Written request:
Reproduce the section of the passage below on Spence's view of Atlantis that starts at the words "Like Donnelly before" and stops after "these ancient seafarers.".

Like Donnelly before him, Spence locates the "Lost Island" in the only place Plato's account permits - the Atlantic Ocean; and like his predecessor, he takes Plato's reference to an "opposite continent" which the Atlanteans visited, as a reference to the Americas. He therefore endeavours to identify cultural parallels on both sides of the Ocean that could be attributable to these ancient seafarers.
The problem for Spence, as for Donnelly, is that he takes seriously the statement of Plato that Atlantis had been destroyed 9,000 years prior to Solon. We know, of course, that no high civilizations existed at that remote time, nor were men practicing mummification of worshipping dragons on either side of the Atlantic. Spence identifies an "Atlantic cultural complex" with features common to both sides of the ocean, such as tattooing, the cult of the dead, mummification, witchcraft, and the cult of the thunder axe. Yet these, like pyramid-building, can scarcely be as old as eleven thousand years (with the possible exception of witchcraft). Sensing the problem, Spence moves part of the way to its solution, and argues that "part" of Atlantis - namely a landmass around the West Indies which he names Antillia - remained above the Ocean until the Bronze Age - ie until about 1500 BC.

Entries provided:
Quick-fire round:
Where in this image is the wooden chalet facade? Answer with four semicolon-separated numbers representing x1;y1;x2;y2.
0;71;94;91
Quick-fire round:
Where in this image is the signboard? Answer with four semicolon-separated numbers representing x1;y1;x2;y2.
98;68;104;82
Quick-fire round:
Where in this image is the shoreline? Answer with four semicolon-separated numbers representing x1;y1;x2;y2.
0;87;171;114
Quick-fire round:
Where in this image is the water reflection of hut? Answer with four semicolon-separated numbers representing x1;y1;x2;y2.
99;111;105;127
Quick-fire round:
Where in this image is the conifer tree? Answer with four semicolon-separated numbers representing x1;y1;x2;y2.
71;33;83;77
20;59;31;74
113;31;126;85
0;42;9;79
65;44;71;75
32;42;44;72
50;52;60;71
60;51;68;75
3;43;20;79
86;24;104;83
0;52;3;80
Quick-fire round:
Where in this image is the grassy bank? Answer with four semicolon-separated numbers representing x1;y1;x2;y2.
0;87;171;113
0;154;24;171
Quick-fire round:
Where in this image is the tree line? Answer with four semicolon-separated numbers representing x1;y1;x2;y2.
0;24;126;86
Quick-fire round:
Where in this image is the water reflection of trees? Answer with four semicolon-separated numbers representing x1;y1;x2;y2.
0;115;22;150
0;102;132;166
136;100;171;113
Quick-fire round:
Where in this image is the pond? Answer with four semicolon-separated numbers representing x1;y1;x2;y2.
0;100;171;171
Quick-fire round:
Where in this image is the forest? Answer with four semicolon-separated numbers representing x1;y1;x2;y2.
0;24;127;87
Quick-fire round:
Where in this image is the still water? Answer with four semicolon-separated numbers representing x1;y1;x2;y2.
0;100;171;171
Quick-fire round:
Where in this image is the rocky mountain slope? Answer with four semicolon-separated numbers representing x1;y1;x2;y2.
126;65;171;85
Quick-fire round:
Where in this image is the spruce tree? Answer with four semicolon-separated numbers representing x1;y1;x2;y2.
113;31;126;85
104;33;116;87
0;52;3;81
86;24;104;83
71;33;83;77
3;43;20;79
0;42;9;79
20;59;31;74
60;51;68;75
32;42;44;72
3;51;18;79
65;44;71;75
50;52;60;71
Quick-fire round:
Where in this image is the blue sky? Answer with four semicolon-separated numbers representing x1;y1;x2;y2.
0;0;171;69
==
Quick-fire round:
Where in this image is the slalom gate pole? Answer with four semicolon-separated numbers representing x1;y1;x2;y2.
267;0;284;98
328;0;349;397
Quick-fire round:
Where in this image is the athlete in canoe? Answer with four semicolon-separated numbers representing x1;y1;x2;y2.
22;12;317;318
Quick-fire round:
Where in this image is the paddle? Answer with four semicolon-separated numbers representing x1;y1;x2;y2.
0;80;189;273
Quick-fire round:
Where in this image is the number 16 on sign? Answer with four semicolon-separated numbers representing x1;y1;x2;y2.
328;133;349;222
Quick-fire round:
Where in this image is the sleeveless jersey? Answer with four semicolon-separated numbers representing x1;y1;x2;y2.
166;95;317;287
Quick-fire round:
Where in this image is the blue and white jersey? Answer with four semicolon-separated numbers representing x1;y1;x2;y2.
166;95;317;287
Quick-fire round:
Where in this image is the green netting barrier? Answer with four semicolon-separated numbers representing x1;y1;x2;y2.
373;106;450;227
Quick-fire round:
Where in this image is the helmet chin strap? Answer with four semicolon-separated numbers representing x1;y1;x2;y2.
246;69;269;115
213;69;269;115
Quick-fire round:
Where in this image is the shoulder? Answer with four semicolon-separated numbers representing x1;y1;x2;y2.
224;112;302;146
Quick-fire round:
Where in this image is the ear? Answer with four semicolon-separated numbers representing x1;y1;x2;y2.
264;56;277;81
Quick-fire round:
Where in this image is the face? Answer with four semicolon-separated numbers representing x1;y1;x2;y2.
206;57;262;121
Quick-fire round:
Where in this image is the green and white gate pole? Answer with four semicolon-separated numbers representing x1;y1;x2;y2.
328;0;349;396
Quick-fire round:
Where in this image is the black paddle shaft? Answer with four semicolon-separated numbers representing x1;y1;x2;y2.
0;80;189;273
==
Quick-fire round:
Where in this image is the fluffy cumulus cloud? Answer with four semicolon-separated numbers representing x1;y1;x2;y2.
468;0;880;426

Response to the exercise:
Like Donnelly before him, Spence locates the "Lost Island" in the only place Plato's account permits - the Atlantic Ocean; and like his predecessor, he takes Plato's reference to an "opposite continent" which the Atlanteans visited, as a reference to the Americas. He therefore endeavours to identify cultural parallels on both sides of the Ocean that could be attributable to these ancient seafarers.